### Consigne écrite A
Réécris le passage du texte sur la croissance asiatique de « L’Asie était en » à « très fortes disparités. », en remplaçant « convergence » par « rattrapage ».
### Consigne écrite B
Rédige la suite du texte sur les perspectives économiques de l’Asie, à partir de sa dernière phrase.

### Texte extrait
====================

Economie
Expert - Le poids de l’Asie

Perspectives économiques à moyen terme : risques financiers, incertitude chinoise

Ouvrier travaillant sur un site de construction de Manille en avril 2014. (Crédit AFP PHOTO / Jay DIRECTO)
Avec le Printemps vient le temps des bilans et des prévisions. Présentées à la mi-avril, celles du FMI (Perspectives de l’économie mondiale) et de la Banque Mondiale (East Asian update) ont été précédées par le rapport de la Banque Asiatique de Développement (BAD).

L’Asie restera la région la plus dynamique

L’Asie était en 2014 la région la plus dynamique devant l’Afrique, et selon les Institutions Financières Internationales (IFIs), elle le sera aussi en 2015 et 2016. L’Asie continue d’être le moteur de la croissance mondiale.

Ces prévisions font apparaître des écarts élevés de croissance entre pays : plus rapide pour les plus pauvres (Myanmar, Laos, Cambodge) et plus lente pour les plus riches (Japon, Corée, Singapour, Malaisie). Cela traduit un processus de convergence dans un espace caractérisé par de très fortes disparités.

Toutefois, en dépit de la chute des cours du pétrole – une aubaine pour la plupart des pays, hormis l’Indonésie et la Malaisie – et de l’amélioration américaine, le FMI n’envisage pas une accélération et, bien au contraire, au fil des mois, il a révisé à la baisse ses prévisions en insistant sur les risques.

Tableau représentant les croissances et prévisions des pays asiatiques vues par différentes sources.
Sources : FMI, “World Economic outlook” / Banque Asiatique de Développement, “Asian outlook” / Banque Mondiale, “East Asian update”
Depuis ces rapports, une série de nouvelles suggère que la croissance asiatique est inférieure à ces prévisions : au 1er trimestre 2015, les performances américaines et japonaises ont déçu ; la croissance industrielle chinoise a été médiocre, la croissance du PIB indonésien est la plus faible depuis 2009 ; et dans l’ASEAN, la contraction des ventes de voitures et de motocyclettes – qui intéressent plus de ménages – est une illustration du tassement de la consommation qui est le moteur de la croissance des pays de cette région.

====================

### Enregistrements de données

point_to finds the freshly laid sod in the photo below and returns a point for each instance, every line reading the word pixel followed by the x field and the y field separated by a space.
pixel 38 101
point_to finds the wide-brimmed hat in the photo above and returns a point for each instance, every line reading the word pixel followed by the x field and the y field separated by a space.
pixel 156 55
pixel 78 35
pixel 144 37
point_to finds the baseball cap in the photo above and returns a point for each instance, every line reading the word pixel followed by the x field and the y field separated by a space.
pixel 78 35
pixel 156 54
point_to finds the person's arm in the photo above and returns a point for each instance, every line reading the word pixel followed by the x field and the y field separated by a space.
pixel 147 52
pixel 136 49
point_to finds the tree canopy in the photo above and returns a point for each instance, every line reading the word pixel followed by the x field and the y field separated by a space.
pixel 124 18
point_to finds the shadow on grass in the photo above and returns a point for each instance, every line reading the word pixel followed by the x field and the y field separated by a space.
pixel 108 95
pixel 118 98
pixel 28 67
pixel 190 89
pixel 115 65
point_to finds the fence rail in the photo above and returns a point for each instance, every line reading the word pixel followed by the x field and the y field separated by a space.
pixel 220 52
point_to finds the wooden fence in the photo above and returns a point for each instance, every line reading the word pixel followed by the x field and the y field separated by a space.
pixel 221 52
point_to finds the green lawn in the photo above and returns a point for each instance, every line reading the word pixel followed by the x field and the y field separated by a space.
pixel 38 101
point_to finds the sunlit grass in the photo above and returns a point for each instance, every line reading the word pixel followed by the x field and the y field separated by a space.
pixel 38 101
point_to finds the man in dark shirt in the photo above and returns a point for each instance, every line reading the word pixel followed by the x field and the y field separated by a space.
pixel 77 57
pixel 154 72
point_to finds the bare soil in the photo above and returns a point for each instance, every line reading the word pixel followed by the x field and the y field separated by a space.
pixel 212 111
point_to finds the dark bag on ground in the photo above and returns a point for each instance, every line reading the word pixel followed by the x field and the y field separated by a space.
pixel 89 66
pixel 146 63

====================

### Réponse finale A
L’Asie était en 2014 la région la plus dynamique devant l’Afrique, et selon les Institutions Financières Internationales (IFIs), elle le sera aussi en 2015 et 2016. L’Asie continue d’être le moteur de la croissance mondiale.

Ces prévisions font apparaître des écarts élevés de croissance entre pays : plus rapide pour les plus pauvres (Myanmar, Laos, Cambodge) et plus lente pour les plus riches (Japon, Corée, Singapour, Malaisie). Cela traduit un processus de rattrapage dans un espace caractérisé par de très fortes disparités.

### Réponse finale B
Rétrospectives sur les perspectives

Quel crédit accordé aux prévisions des Institutions Financières Internationales (IFIs) ? Ces institutions, et tout particulièrement la Banque Mondiale, ont une relation complexe avec les pays asiatiques qui se sont davantage inspirés de l’expérience japonaise que de leurs conseils. Jusque dans les années 1990, la Banque Mondiale insistait sur le caractère libéral de la croissance asiatique et il a fallu l’insistance (et le financement) du Japon pour qu’elle admette que l’Etat a joué un rôle important dans « les Miracles asiatiques » – titre de la publication de 1993. Quant au FMI, ses réactions face aux crises européennes ont réveillé de mauvais souvenirs en Asie où ses premières mesures face aux crises asiatiques de 1997 avaient été d’imposer des mesures d’austérité qui ont aggravé le mal.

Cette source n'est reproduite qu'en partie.